#### SELECTED EXTRACT
►

It was in St. Petersburg that Solovyov became close friends with Fyodor Dostoevsky, who would base the character of at least one of the Karamazov brothers on Solovyov (Dostoevsky’s widow felt that the subtle thinker Ivan Karamazov was modeled on Solovyov, and there is a persistent tradition that the earnest and boyish Alyosha Karmazov was also inspired by him).

In 1880, Solovyov defended his doctoral thesis titled The Critique of Abstract Principles, in which he continued his critique of the western philosophical traditions and argued that the real goal of philosophy is to define the meaning of human life and human activity, which it can do only after it determines the nature of existing reality.

He delivered and published a number of important lectures, including his Lectures on Godmanhood (1878-1881)—attended by Tolstoy, Dostoevsky, and other notables.  He continued as a Docent rather than as a full professor, because his relationship with the Dean of the university soured for a variety of reasons.

He had to leave academia entirely after the assassination of Alexander II, when he gave a speech arguing that Alexander III should show Christian forgiveness and mercy to the murderers of his father, commuting death penalties for exile in Siberia.

After leaving academia, Solovyov finally spread his wings as a philosopher and a writer, writing countless articles in the main journals of the day, travelling, giving public lectures, publishing a number of seminal works—some of them in French—about the ultimate destiny of Russia and mankind.

These included: Russia and the Universal Church [1889]; The General Meaning of Art [1990]; The Meaning of Love [1894]—which inspired Tolstoy’s The Kreutzer Sonata; The Spiritual Foundations of Life [1897]; Three Conversations about War, Progress and the End of World History [1900]; Tale of the Antichrist [1900].

Uncharacteristically for a philosopher, almost all of these works are highly readable, possibly because many of them originated as lectures and retain the gesture of the spoken word, and also because Solovyov had a pronounced sense of humour.

In fact, Solovyov began one of his first lectures by defining man not as a “social creature but as a laughing creature”—and all his friends testify in their memoirs that he loved to laugh and that he laughed at every opportunity.

◄

#### MATERIAL
►

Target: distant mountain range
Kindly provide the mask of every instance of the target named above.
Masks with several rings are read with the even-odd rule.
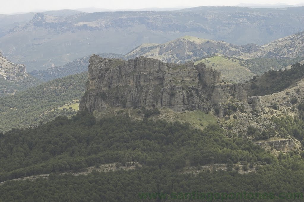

◄

#### JOB 1
Which Solovyov titles appear in the Solovyov passage's list that begins "These included:"?
#### JOB 2
Can you print the Solovyov passage between "It was in St." and "inspired by him).", inclusive?
The lines have no role here.

#### FULL OUTPUT 1
Russia and the Universal Church
The General Meaning of Art
The Meaning of Love
The Spiritual Foundations of Life
Three Conversations about War, Progress and the End of World History
Tale of the Antichrist

#### FULL OUTPUT 2
It was in St. Petersburg that Solovyov became close friends with Fyodor Dostoevsky, who would base the character of at least one of the Karamazov brothers on Solovyov (Dostoevsky’s widow felt that the subtle thinker Ivan Karamazov was modeled on Solovyov, and there is a persistent tradition that the earnest and boyish Alyosha Karmazov was also inspired by him).